[[ RECORDS FOR THIS EXERCISE, beginning ]]

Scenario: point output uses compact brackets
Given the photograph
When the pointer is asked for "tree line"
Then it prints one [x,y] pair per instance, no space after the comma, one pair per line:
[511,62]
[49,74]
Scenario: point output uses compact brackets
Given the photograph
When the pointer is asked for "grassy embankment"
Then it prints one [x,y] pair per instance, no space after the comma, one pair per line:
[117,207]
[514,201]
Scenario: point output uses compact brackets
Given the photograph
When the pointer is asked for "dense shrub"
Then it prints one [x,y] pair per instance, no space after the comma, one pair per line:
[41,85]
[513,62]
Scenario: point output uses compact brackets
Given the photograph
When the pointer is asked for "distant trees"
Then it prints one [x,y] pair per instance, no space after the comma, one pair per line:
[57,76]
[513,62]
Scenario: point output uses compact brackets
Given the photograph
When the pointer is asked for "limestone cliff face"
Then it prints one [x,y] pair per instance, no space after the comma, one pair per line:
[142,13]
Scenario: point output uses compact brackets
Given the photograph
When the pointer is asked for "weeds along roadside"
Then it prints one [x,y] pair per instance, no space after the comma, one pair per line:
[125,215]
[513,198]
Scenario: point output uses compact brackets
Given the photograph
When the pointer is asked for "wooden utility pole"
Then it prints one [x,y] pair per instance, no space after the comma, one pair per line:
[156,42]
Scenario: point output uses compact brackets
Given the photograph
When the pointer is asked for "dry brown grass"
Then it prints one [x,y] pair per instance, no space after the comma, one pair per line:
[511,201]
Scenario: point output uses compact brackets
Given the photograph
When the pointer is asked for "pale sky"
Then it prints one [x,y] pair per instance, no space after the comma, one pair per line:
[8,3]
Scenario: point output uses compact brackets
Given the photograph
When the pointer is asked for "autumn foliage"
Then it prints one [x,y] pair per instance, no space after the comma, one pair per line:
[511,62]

[[ RECORDS FOR THIS EXERCISE, end ]]

In the listing, find all lines with the string "When" and copy them.

When the pointer is asked for "tree line"
When the pointer is asked for "grassy embankment"
When the pointer is asked for "dense shrub"
When the pointer is asked for "distant trees"
When the pointer is asked for "limestone cliff face"
When the pointer is asked for "weeds along roadside"
When the pointer is asked for "wooden utility pole"
When the pointer is asked for "dry brown grass"
When the pointer is asked for "pale sky"
When the pointer is asked for "autumn foliage"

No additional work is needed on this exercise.